Saved data entries
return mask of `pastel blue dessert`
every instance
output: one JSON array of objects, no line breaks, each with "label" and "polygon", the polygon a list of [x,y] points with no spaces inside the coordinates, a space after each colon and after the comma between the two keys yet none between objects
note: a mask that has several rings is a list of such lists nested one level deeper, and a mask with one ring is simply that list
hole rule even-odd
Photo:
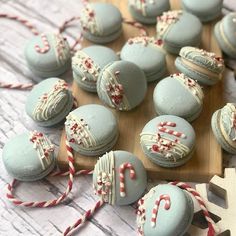
[{"label": "pastel blue dessert", "polygon": [[119,130],[113,113],[104,106],[81,106],[66,118],[66,137],[71,147],[85,156],[98,156],[115,145]]},{"label": "pastel blue dessert", "polygon": [[144,24],[155,24],[157,16],[170,9],[169,0],[129,0],[132,17]]},{"label": "pastel blue dessert", "polygon": [[202,22],[212,21],[221,16],[223,0],[207,0],[199,4],[199,0],[182,0],[185,11],[197,16]]},{"label": "pastel blue dessert", "polygon": [[83,48],[72,57],[74,80],[82,89],[97,92],[100,71],[108,63],[118,60],[117,54],[108,47],[94,45]]},{"label": "pastel blue dessert", "polygon": [[60,34],[33,37],[26,44],[24,54],[30,70],[42,78],[61,75],[70,67],[70,47]]},{"label": "pastel blue dessert", "polygon": [[7,172],[21,181],[36,181],[55,167],[54,145],[42,133],[33,131],[17,135],[3,147]]},{"label": "pastel blue dessert", "polygon": [[203,98],[200,85],[182,73],[161,80],[153,92],[158,115],[176,115],[190,122],[200,115]]},{"label": "pastel blue dessert", "polygon": [[214,85],[221,80],[224,60],[213,52],[194,47],[183,47],[175,60],[176,68],[201,84]]},{"label": "pastel blue dessert", "polygon": [[129,205],[137,201],[146,187],[146,170],[142,162],[130,152],[106,153],[94,167],[95,193],[111,205]]},{"label": "pastel blue dessert", "polygon": [[122,16],[110,3],[86,3],[80,14],[84,38],[98,44],[117,39],[122,32]]},{"label": "pastel blue dessert", "polygon": [[186,120],[178,116],[158,116],[144,126],[140,144],[153,163],[162,167],[177,167],[192,157],[195,132]]},{"label": "pastel blue dessert", "polygon": [[170,184],[159,184],[138,202],[139,236],[182,236],[193,219],[192,198]]},{"label": "pastel blue dessert", "polygon": [[221,147],[231,154],[236,154],[236,104],[227,103],[215,111],[211,127]]},{"label": "pastel blue dessert", "polygon": [[167,72],[162,42],[152,37],[130,38],[120,53],[121,60],[130,61],[145,73],[147,82],[160,80]]},{"label": "pastel blue dessert", "polygon": [[188,12],[167,11],[157,17],[156,31],[157,38],[163,40],[166,51],[178,54],[184,46],[200,44],[202,23]]},{"label": "pastel blue dessert", "polygon": [[97,93],[106,105],[120,111],[138,106],[146,95],[144,72],[134,63],[115,61],[106,65],[97,81]]},{"label": "pastel blue dessert", "polygon": [[232,58],[236,58],[236,13],[227,14],[215,25],[214,33],[221,50]]},{"label": "pastel blue dessert", "polygon": [[62,122],[73,107],[74,98],[64,80],[45,79],[34,86],[26,100],[26,113],[40,126]]}]

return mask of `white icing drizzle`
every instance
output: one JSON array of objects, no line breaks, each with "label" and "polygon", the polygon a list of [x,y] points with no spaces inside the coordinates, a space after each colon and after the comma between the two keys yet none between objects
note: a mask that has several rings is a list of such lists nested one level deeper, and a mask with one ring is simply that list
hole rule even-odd
[{"label": "white icing drizzle", "polygon": [[98,22],[96,20],[95,12],[90,4],[86,4],[86,6],[82,9],[80,16],[80,24],[83,30],[89,31],[91,34],[102,34],[102,31],[99,28]]},{"label": "white icing drizzle", "polygon": [[95,194],[102,198],[104,202],[115,204],[115,158],[114,152],[108,152],[99,158],[94,167],[97,176],[96,183],[93,184]]},{"label": "white icing drizzle", "polygon": [[66,99],[68,85],[64,80],[59,79],[49,93],[43,94],[33,111],[33,119],[36,121],[46,121],[50,119],[57,111],[56,107],[60,102]]},{"label": "white icing drizzle", "polygon": [[140,142],[152,153],[160,153],[166,159],[176,162],[176,157],[183,158],[189,153],[189,148],[182,144],[179,139],[164,137],[160,133],[152,134],[142,132]]},{"label": "white icing drizzle", "polygon": [[161,16],[158,16],[156,26],[158,37],[162,38],[170,29],[170,26],[179,20],[182,13],[181,10],[166,11]]},{"label": "white icing drizzle", "polygon": [[171,77],[178,80],[184,87],[186,87],[193,94],[199,104],[203,103],[204,94],[202,88],[195,80],[190,79],[183,73],[176,73],[171,75]]},{"label": "white icing drizzle", "polygon": [[111,107],[118,110],[129,110],[130,105],[124,94],[123,86],[118,82],[119,74],[119,71],[113,74],[108,69],[105,69],[102,74],[101,89],[106,95]]},{"label": "white icing drizzle", "polygon": [[37,131],[31,132],[29,139],[33,143],[34,149],[37,151],[37,156],[43,170],[47,169],[52,163],[52,154],[55,149],[54,145],[45,135]]},{"label": "white icing drizzle", "polygon": [[72,113],[66,117],[65,126],[71,137],[69,142],[76,143],[84,148],[97,146],[95,137],[90,132],[88,124],[82,118],[78,118]]},{"label": "white icing drizzle", "polygon": [[72,58],[72,66],[81,71],[83,75],[82,81],[88,80],[86,74],[90,74],[92,77],[90,82],[96,82],[101,70],[101,68],[83,51],[78,51]]}]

| OBJECTIVE |
Pull out each line of the data above that contains the string "return", matching case exactly.

| RESPONSE |
return mask of `pastel blue dessert`
return mask of `white icing drizzle`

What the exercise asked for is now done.